### Requirement
Please take the records that follow and repeat exactly the lines starting with the line with "Every <instance> block" and going on through the line with "negative clicks: (466, 129) (485, 154)".

### Data to examine
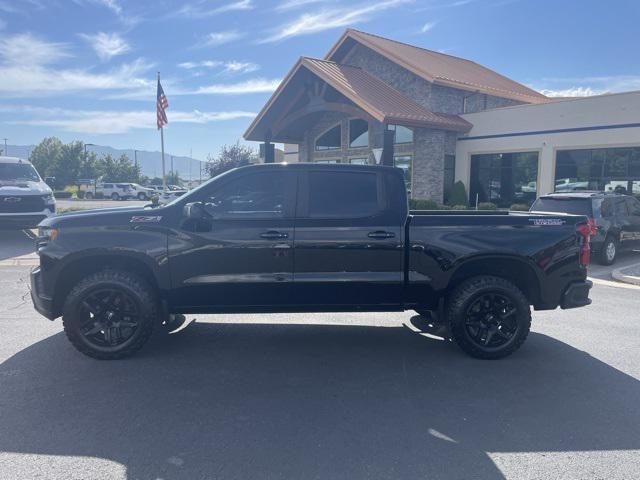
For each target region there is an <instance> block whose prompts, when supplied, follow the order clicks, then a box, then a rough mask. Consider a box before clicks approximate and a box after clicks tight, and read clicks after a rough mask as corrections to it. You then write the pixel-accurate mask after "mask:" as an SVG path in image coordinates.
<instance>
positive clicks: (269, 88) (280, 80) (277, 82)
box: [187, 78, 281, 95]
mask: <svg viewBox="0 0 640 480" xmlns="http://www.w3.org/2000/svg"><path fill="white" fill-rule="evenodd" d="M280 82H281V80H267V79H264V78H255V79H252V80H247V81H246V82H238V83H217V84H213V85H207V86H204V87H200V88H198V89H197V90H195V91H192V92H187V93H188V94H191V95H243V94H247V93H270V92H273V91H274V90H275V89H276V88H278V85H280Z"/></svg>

* * *

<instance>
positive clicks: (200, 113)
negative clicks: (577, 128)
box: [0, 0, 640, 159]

---

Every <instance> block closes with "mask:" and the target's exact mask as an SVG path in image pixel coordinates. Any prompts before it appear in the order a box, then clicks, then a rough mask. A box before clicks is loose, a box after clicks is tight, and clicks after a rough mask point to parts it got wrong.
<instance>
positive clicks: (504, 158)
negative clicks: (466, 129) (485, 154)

### Completed exercise
Every <instance> block closes with "mask:" and the target's exact mask as an SVG path in image pixel coordinates. Any prompts before it appear in the order a box, then clicks, then a rough mask. A box before clicks is loose, a box after clicks is tight, and clicks after a rough mask point to parts it got wrong.
<instance>
positive clicks: (504, 158)
negative clicks: (466, 129) (485, 154)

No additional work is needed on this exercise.